- [PROBLEM REQUIREMENTS]: The line holding "Spot the white fedora" and every line after it through the end of the entries below: retype these exactly and nothing more.

- [INPUT]:

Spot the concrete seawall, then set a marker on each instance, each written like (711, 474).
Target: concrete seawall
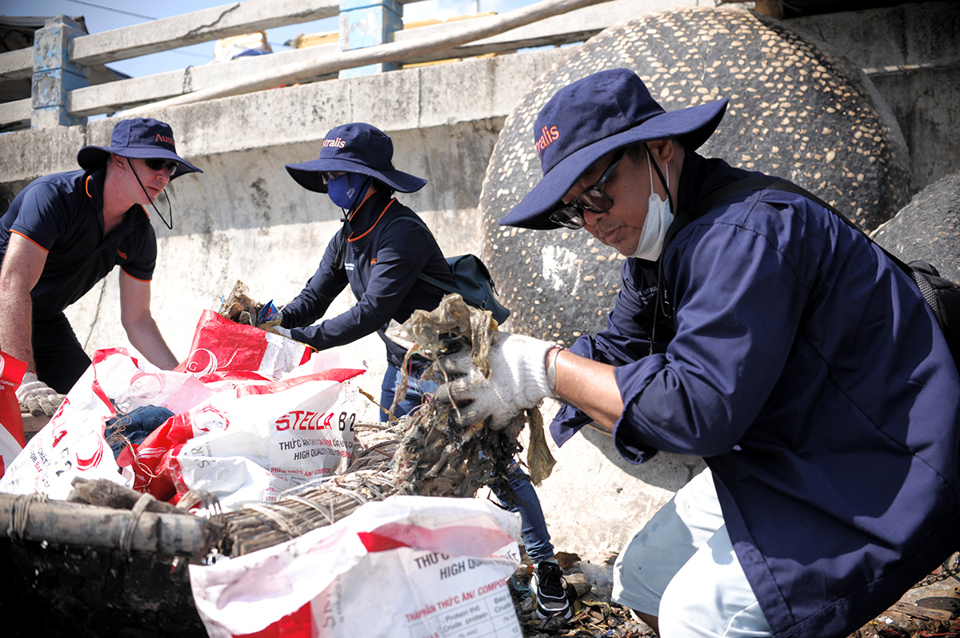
(246, 219)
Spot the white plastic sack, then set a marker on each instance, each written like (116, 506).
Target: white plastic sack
(409, 566)
(72, 443)
(263, 440)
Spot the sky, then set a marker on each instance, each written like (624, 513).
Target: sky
(105, 15)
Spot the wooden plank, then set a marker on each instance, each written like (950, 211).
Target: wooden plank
(113, 96)
(291, 73)
(922, 612)
(69, 523)
(197, 27)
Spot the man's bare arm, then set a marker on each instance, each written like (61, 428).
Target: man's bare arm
(139, 323)
(22, 266)
(588, 385)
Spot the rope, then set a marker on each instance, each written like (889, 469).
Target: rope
(21, 508)
(126, 536)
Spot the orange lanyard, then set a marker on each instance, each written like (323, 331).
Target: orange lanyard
(352, 239)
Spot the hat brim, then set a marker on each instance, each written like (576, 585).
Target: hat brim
(692, 126)
(93, 157)
(307, 174)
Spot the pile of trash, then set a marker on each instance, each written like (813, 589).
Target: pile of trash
(244, 486)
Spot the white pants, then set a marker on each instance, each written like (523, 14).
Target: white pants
(681, 567)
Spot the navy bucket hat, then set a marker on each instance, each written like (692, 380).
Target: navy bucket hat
(591, 117)
(355, 148)
(138, 138)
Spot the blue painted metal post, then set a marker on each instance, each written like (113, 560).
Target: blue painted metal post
(54, 75)
(366, 23)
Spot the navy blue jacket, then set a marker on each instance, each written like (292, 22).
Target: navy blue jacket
(382, 270)
(63, 214)
(810, 374)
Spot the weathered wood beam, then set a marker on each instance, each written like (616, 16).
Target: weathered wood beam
(291, 73)
(73, 524)
(197, 27)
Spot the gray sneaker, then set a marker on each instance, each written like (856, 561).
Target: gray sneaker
(550, 591)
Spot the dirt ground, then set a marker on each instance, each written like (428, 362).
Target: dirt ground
(931, 609)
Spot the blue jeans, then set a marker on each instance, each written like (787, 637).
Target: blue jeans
(533, 530)
(533, 527)
(418, 391)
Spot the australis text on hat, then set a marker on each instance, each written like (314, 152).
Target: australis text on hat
(547, 136)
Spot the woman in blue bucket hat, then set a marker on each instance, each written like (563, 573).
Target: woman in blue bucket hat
(62, 234)
(380, 251)
(758, 330)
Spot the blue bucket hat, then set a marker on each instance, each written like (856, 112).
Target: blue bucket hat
(355, 148)
(591, 117)
(138, 138)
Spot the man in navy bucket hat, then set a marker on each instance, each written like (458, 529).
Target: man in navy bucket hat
(62, 234)
(756, 329)
(380, 252)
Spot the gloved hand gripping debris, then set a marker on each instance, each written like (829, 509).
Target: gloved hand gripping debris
(36, 397)
(517, 381)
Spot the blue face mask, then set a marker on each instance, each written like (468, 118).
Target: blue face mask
(347, 189)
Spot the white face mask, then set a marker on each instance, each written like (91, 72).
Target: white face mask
(659, 218)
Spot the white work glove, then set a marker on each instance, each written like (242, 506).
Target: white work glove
(36, 397)
(518, 380)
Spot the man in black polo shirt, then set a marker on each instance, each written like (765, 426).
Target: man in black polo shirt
(62, 234)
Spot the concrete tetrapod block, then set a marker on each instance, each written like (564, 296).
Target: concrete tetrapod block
(797, 110)
(928, 228)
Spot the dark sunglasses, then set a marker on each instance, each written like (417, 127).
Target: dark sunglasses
(594, 199)
(157, 164)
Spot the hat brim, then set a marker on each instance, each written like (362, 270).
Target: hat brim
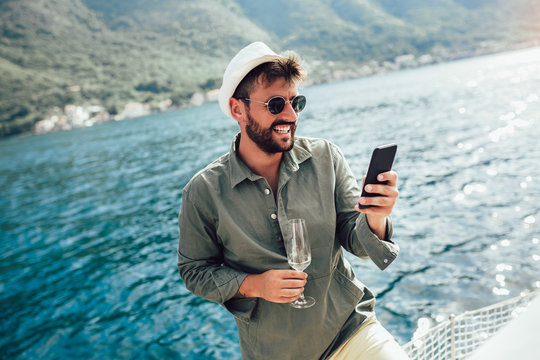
(231, 83)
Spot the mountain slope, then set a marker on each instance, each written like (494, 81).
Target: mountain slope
(57, 52)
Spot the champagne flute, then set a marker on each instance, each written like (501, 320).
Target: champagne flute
(299, 256)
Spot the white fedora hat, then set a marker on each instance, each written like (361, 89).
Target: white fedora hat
(241, 64)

- [RESULT BELOW]:
Spot the white fedora hat, then set a marker on each instance, each written like (361, 89).
Target: white fedora hat
(241, 64)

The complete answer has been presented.